__Extract to read__.
↓
Question

Two wires of the same material (Young’s modulus $Y$) and same length $L$ but radii $R$ and $2R$ respectively are joined end to end and a weight $w$ is suspended from the combination as shown in the figure. The elastic potential energy in the system is

• A. $\frac{3w^{2}L}{4\pi R^{2}Y}$
• B. $\frac{3w^{2}L}{8\pi R^{2}Y}$
• C. $\frac{5w^{2}L}{8\pi R^{2}Y}$
• D. $\frac{w^{2}L}{\pi R^{2}Y}$

Answer 1

The correct option is C $\frac{5w^{2}L}{8\pi R^{2}Y}$

As the wires are joined end to end, tension in both the wires is same and equal to weight $w$.
↑
__Material shown__.
↓
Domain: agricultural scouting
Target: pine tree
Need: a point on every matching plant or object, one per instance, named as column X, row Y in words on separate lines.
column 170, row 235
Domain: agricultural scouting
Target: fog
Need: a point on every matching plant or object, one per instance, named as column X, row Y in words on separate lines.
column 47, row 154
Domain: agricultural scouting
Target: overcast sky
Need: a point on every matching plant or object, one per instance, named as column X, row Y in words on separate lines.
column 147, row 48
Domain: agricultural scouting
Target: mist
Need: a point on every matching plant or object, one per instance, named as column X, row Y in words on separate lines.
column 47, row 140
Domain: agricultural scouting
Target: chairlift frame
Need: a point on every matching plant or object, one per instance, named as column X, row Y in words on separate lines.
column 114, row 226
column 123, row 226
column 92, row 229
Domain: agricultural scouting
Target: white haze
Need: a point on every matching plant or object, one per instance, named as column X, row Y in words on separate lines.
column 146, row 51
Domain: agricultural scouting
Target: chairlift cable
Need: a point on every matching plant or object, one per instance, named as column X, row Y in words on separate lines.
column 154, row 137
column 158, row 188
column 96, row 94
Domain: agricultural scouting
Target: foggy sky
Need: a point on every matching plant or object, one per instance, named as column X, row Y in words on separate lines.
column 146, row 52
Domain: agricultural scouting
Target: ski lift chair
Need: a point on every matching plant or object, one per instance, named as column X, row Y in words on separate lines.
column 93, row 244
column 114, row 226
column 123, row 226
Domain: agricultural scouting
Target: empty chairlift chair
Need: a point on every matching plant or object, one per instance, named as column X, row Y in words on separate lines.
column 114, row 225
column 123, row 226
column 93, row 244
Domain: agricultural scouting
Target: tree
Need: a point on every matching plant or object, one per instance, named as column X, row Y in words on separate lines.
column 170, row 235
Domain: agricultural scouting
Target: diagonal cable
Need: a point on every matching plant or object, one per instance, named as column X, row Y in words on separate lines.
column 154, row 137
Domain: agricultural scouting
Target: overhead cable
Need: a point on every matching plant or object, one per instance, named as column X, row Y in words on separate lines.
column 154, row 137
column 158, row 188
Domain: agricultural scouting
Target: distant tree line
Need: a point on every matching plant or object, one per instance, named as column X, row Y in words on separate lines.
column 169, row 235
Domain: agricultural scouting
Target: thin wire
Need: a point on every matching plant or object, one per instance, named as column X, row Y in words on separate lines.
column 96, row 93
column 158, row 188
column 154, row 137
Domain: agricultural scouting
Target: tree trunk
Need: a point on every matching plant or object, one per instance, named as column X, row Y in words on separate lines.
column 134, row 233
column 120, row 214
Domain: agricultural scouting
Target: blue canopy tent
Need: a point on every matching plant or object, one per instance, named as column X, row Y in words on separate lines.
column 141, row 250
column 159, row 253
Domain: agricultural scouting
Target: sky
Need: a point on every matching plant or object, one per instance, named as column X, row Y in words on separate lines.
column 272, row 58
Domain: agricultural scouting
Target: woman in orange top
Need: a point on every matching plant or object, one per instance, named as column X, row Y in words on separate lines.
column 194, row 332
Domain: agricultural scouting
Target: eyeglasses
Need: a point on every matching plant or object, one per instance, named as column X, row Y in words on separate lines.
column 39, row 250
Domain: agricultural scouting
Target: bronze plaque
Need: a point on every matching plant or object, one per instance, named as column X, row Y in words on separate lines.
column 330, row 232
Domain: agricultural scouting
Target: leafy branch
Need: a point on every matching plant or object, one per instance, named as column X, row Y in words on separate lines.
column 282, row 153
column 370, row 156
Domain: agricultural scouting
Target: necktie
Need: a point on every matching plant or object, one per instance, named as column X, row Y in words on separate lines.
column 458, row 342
↑
In the wire problem, what is the tension in each of the two joined wires?

The tension is the same in both wires and equal to the weight $w$.